■ TASK ■
Exact copy, pictures excluded: output the lines from the opening of the entries through the line bearing "Target: red carpet".

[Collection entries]
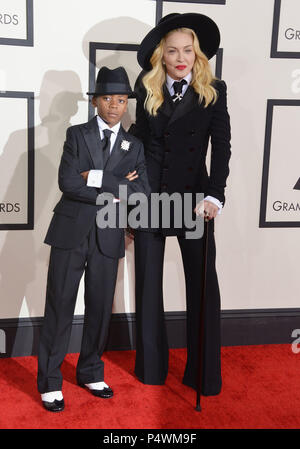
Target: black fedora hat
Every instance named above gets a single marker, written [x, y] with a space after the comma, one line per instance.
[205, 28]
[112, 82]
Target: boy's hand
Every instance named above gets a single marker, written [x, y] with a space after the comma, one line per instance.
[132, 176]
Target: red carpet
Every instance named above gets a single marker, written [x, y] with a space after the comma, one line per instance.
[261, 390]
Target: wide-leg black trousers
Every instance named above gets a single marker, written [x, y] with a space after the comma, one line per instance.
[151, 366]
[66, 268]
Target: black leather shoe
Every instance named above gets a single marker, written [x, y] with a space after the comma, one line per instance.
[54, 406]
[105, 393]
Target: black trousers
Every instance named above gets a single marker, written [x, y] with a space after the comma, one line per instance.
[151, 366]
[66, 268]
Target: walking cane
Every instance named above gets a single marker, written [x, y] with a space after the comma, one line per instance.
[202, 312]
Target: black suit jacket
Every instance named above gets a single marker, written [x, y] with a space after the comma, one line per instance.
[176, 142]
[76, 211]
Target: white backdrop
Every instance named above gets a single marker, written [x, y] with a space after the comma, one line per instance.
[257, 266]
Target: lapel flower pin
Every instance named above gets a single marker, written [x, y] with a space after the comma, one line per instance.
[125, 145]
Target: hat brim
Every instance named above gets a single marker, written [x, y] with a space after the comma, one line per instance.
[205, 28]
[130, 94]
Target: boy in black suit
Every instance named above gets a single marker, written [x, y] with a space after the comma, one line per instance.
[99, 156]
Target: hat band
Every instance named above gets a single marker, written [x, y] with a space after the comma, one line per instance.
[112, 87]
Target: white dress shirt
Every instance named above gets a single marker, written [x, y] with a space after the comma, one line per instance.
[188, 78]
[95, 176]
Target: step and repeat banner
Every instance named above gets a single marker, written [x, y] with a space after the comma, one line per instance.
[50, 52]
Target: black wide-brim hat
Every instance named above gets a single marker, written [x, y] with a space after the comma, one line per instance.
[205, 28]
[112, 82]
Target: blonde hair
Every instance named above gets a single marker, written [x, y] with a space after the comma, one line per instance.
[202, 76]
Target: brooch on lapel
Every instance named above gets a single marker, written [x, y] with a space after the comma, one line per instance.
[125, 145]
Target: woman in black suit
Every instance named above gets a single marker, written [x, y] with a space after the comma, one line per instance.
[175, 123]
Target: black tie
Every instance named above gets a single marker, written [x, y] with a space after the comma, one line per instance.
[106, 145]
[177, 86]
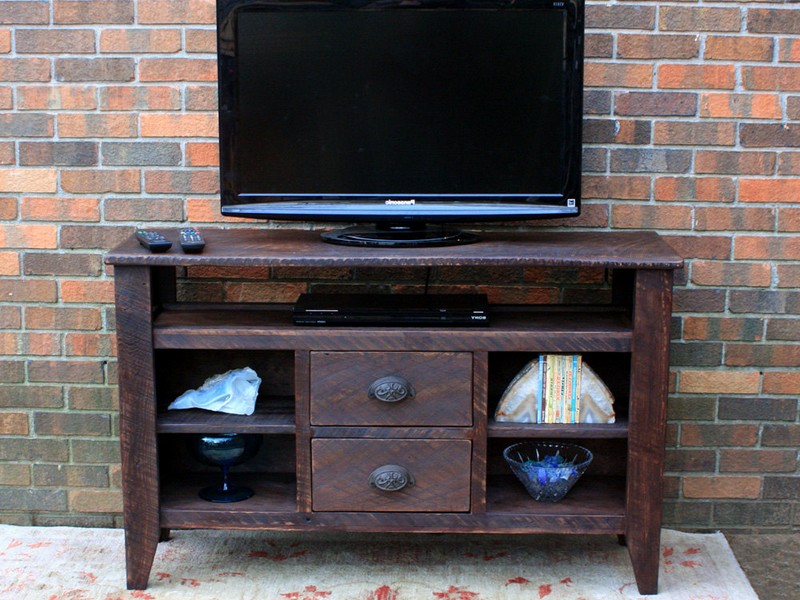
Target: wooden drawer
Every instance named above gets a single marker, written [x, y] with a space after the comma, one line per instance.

■ COMPLETED TASK ■
Target: black fedora hat
Every instance named above gets a single marker, written [x, y] with a space after the comma, one line per instance.
[205, 28]
[112, 82]
Target: boy's hand
Every instance named above gets a single marker, written [x, y] with a space after the comma, one line per instance.
[132, 176]
Target: red carpet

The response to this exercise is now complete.